-- Given entries --
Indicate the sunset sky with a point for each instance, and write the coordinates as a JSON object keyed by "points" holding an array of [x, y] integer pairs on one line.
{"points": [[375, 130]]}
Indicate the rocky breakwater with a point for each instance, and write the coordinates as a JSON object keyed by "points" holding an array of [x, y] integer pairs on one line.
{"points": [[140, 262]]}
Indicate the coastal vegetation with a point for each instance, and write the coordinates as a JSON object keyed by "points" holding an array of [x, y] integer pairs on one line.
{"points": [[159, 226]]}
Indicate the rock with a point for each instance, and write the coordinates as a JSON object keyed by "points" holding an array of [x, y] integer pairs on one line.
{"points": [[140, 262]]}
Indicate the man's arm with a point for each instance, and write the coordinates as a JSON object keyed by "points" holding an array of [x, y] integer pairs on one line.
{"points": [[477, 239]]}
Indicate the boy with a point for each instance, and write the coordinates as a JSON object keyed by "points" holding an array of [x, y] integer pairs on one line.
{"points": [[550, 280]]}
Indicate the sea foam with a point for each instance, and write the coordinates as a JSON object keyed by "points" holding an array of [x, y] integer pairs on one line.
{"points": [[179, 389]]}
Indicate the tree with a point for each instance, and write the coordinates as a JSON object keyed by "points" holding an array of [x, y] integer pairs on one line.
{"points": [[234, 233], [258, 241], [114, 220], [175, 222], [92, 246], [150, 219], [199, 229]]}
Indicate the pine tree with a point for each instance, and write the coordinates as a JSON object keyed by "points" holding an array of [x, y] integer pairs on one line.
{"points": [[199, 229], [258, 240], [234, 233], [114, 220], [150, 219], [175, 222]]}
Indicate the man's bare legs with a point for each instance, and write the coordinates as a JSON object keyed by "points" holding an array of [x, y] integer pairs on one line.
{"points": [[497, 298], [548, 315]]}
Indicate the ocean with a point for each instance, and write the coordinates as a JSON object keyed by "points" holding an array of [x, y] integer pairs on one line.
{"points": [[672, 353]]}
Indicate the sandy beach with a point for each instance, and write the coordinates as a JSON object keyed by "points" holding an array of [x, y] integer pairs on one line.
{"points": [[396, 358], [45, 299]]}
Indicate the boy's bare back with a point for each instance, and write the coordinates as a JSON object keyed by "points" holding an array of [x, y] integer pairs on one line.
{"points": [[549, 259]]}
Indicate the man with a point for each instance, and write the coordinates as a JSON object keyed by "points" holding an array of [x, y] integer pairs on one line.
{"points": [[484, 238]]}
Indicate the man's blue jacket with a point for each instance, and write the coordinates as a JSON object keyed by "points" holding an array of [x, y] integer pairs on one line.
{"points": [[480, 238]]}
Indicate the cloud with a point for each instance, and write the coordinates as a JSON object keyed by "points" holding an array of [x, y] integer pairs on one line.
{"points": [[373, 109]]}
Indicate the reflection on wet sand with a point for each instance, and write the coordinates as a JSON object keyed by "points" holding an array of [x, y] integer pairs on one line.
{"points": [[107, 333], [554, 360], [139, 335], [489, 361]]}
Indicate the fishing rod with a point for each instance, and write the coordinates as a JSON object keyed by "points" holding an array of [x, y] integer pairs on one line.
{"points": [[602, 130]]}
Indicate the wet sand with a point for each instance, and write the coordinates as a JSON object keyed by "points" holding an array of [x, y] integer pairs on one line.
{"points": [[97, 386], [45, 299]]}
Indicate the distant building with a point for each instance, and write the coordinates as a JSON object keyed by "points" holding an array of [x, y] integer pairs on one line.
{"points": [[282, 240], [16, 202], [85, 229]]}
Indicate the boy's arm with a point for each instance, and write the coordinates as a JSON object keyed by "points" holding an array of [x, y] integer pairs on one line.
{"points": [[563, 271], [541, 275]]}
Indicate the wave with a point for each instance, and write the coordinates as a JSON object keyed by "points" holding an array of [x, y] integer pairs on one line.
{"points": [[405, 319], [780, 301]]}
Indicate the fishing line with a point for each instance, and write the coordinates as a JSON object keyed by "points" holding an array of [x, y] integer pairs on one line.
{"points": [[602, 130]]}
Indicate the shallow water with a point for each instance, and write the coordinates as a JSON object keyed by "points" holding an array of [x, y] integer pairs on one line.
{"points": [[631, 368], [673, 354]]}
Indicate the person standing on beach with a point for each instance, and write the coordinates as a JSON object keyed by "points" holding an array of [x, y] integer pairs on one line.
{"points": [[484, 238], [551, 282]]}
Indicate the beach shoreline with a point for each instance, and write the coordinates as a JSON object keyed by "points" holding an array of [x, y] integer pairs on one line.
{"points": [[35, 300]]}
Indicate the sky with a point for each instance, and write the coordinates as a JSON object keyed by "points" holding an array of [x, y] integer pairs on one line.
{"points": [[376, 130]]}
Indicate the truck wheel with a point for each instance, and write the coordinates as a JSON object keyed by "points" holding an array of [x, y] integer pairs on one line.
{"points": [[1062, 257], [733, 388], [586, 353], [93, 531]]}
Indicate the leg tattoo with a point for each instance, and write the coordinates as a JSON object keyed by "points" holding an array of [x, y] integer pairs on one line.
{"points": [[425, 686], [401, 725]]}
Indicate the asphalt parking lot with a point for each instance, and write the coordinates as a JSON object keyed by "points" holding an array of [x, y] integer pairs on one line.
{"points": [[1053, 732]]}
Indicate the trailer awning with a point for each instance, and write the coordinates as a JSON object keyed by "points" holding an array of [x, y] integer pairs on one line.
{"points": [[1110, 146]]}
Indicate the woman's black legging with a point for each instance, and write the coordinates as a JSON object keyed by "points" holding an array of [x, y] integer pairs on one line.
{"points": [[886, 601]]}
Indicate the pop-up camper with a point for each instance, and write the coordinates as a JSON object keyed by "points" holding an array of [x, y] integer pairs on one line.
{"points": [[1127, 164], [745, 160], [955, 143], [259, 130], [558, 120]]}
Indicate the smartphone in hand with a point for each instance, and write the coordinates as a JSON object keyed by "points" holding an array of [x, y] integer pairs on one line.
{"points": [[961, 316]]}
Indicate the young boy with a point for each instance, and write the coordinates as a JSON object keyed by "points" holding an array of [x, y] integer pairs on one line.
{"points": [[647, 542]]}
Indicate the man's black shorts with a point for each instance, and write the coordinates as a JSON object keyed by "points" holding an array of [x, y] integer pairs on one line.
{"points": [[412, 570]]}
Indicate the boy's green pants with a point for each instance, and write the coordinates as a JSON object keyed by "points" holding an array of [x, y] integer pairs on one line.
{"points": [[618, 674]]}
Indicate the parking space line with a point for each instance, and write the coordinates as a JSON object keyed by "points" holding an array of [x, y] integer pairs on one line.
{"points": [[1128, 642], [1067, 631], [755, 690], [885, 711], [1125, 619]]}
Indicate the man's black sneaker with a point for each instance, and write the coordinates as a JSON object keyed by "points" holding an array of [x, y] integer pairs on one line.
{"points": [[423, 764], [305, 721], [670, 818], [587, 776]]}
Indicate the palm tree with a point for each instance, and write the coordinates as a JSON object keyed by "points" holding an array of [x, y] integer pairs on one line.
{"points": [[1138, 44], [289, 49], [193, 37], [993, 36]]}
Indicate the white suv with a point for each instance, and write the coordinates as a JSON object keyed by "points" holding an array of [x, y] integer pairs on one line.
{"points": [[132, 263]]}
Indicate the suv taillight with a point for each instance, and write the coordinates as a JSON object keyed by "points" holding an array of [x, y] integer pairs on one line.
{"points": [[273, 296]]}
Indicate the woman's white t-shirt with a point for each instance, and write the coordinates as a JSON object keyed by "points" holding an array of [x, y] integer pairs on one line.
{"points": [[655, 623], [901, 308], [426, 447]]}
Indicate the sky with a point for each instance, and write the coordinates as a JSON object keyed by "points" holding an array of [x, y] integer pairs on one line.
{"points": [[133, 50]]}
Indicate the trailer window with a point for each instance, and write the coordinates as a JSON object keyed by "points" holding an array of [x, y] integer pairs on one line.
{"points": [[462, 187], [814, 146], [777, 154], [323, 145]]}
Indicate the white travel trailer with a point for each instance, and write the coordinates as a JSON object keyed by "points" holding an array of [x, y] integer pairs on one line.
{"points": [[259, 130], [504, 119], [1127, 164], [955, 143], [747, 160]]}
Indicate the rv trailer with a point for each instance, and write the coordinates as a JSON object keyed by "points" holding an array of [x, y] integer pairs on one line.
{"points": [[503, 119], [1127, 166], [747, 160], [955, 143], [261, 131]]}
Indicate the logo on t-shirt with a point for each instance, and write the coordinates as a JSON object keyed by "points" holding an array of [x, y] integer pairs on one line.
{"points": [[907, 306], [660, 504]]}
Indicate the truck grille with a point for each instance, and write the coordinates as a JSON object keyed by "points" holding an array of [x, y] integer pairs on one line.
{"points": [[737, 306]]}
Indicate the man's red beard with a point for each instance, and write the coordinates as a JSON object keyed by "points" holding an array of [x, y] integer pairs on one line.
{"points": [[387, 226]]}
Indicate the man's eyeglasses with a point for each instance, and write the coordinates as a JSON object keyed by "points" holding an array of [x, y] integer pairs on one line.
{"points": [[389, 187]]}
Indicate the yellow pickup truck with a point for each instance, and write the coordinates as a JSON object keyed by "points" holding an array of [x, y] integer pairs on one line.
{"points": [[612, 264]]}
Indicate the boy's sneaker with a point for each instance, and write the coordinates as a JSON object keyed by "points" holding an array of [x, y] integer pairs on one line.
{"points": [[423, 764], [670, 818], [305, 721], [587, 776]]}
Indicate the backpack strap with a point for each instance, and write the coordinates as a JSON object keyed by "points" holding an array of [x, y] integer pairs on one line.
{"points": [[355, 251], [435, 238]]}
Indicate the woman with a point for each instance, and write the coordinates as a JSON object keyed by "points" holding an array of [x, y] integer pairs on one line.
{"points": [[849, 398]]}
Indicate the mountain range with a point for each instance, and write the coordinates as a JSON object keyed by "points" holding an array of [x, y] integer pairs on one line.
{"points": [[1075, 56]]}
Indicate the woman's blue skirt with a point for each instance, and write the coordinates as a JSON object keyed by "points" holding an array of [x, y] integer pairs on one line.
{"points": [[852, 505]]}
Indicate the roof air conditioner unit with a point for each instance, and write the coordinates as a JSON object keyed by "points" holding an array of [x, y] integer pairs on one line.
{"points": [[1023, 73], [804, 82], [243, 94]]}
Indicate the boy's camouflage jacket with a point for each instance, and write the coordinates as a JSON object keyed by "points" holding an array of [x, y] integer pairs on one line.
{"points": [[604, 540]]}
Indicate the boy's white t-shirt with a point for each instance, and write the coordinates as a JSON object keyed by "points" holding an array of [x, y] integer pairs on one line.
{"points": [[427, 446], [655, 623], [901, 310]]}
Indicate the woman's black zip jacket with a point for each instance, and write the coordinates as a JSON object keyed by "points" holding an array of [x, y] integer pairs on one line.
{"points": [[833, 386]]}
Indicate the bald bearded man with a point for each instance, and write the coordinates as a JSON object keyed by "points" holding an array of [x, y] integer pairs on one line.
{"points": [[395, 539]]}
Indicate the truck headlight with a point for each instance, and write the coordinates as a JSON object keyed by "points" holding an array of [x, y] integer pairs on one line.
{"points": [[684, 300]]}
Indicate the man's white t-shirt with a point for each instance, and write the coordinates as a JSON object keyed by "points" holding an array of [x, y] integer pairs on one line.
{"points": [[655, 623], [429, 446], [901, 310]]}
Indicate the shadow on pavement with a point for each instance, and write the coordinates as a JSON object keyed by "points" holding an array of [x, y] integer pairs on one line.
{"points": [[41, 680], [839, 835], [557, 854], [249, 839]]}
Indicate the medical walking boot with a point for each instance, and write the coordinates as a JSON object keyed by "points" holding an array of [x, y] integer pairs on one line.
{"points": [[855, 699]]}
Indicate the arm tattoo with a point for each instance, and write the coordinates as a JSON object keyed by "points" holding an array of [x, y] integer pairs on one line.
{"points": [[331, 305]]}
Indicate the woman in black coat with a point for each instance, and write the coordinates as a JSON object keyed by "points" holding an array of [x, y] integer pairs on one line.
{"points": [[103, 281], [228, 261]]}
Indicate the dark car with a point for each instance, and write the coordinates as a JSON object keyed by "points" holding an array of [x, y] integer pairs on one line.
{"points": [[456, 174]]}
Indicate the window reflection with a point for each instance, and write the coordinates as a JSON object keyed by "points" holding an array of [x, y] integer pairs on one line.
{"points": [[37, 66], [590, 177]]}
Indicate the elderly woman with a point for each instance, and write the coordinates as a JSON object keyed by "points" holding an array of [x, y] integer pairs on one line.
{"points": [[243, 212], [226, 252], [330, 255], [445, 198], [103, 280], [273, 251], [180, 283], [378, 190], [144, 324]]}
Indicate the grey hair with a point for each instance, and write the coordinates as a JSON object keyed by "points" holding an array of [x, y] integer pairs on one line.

-- Prompt --
Reproduce the lines from the one containing "Indicate the arm" to the end of the entries, keeping both ends and adding nothing.

-- Task answer --
Indicate the arm tattoo with a point for each instance, and write the coordinates as a JSON object keyed by "points" holding an array of [x, y] integer pairs on one line.
{"points": [[331, 305]]}
Indicate the woman in black coat with a point for each instance, and write the coordinates as a JSON object keyed by "points" holding an array of [x, y] integer pairs on one line.
{"points": [[103, 281], [228, 261]]}
Indicate the dark car with a point for each instance, and write the coordinates as a JSON object keyed by "points" holding an array of [x, y] integer pairs on one line.
{"points": [[456, 174]]}
Indicate the window reflection with a point for each instance, and write the coordinates as a JSON object keyed by "points" holding an array of [x, y] integer pairs on one line.
{"points": [[37, 66], [590, 177]]}
Indicate the elderly woman with a point for each instance, and write the coordinates as a JSON object keyed by "points" holding an array of [x, y] integer pairs on one line.
{"points": [[243, 212], [226, 252], [330, 255], [445, 198], [103, 280], [273, 251], [180, 283], [378, 190], [144, 324]]}
Indicate the grey hair with a point for each instance, and write the coordinates as a JSON object keyed by "points" holding an array of [x, y] integer pairs on one line.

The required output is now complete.